**OBJET DE LA TÂCHE**
Dans l'article sur la Convention de Macolin, quel pays le procureur fédéral adjoint Eric Bisschop accuse-t-il de bloquer la mise en œuvre de cette convention ?

Le Temps

Le très long chemin de la Convention de Macolin

- LAURENT FAVRE t @LaurentFav­re

En 2014, le Conseil de l’Europe proposait à ses Etats membres une base juridique commune pour lutter contre les matchs arrangés et les paris truqués. Quatre ans après, Malte et les sociétés de paris en ligne continuent de traîner les pieds

Les Belges appellent ça le «footballga­te». Une vaste opération judiciaire lancée le 10 octobre: 44 perquisiti­ons dans le milieu du foot belge visant huit clubs de la Division 1A, des dirigeants, des agents de joueurs, un arbitre et même l’entraîneur du FC Bruges. En guerre contre les matchs arrangés et les paris truqués, le procureur fédéral adjoint Eric Bisschop a profité des caméras du pays braquées sur lui pour mettre la pression sur l’île de Malte, qu’il accuse de bloquer la mise en oeuvre de la Convention de Macolin. «Ce blocage traîne depuis quatre ans. Je demande à ce que l’Union européenne soit capable de trouver une solution. Cela a trop duré», lance Eric Bisschop, notamment dans L’Echo du 17 octobre.

**ENTRÉES RÉPERTORIÉES**

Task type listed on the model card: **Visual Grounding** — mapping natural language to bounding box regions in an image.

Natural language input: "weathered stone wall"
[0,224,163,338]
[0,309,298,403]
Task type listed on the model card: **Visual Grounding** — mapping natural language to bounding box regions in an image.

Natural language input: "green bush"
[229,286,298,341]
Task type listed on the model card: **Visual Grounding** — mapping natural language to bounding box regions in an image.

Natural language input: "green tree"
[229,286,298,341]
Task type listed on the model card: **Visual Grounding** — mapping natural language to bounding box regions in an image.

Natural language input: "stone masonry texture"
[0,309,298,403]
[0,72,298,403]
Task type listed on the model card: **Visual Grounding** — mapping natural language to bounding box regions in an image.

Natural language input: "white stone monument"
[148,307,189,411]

**RÉPONSE**
L'île de Malte.